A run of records
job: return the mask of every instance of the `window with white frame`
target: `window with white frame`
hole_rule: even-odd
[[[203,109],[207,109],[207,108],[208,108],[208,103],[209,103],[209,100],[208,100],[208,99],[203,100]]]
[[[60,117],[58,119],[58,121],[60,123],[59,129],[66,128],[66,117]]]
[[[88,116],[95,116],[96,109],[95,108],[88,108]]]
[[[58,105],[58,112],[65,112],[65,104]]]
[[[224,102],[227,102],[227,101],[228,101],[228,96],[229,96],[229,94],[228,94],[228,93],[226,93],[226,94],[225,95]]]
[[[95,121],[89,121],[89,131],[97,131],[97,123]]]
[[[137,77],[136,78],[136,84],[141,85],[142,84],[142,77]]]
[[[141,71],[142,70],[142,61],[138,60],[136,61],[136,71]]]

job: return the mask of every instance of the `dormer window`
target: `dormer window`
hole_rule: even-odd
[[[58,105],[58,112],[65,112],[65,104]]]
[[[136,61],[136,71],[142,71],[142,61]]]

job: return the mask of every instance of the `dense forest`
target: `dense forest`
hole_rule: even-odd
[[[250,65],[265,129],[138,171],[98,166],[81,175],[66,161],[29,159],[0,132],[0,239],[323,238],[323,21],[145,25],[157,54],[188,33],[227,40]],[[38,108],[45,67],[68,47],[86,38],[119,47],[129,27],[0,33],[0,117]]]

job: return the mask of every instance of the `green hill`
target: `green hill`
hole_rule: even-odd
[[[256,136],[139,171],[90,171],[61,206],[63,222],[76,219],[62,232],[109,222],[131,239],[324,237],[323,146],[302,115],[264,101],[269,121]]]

_Exercise aim_. Output the records verbatim, from the first line to the last.

_Exercise response_.
job: return the mask of every instance of the `window with white frame`
target: `window with white frame`
hole_rule: even-odd
[[[203,109],[207,109],[207,108],[208,108],[208,103],[209,103],[209,100],[208,100],[208,99],[203,100]]]
[[[60,117],[58,119],[58,121],[60,123],[59,129],[66,128],[66,117]]]
[[[88,116],[95,116],[96,109],[95,108],[88,108]]]
[[[58,105],[58,112],[65,112],[65,104]]]
[[[224,102],[227,102],[227,101],[228,101],[228,96],[229,96],[229,94],[228,94],[228,93],[226,93],[226,94],[225,95]]]
[[[95,121],[89,121],[89,131],[97,131],[97,123]]]
[[[137,77],[136,78],[136,84],[141,85],[142,84],[142,77]]]
[[[141,71],[142,70],[142,61],[138,60],[136,61],[136,71]]]

job: return the mask of every instance of the `dormer window`
target: `dormer window`
hole_rule: even-odd
[[[58,105],[58,112],[65,112],[65,104]]]
[[[136,61],[136,71],[142,71],[142,61]]]

job: return the mask of every instance of the `dense forest`
target: `dense forest`
hole_rule: even-odd
[[[250,65],[265,129],[138,171],[98,166],[81,175],[66,161],[29,159],[0,132],[0,239],[323,238],[323,21],[145,25],[157,54],[188,33],[227,40]],[[38,108],[45,67],[68,47],[86,38],[119,47],[129,27],[0,33],[0,117]]]

job: return the mask of every instance of the `green hill`
target: `green hill`
hole_rule: even-odd
[[[256,136],[139,171],[90,171],[61,206],[63,222],[76,219],[62,232],[109,222],[131,239],[324,237],[323,146],[302,115],[264,101],[269,121]]]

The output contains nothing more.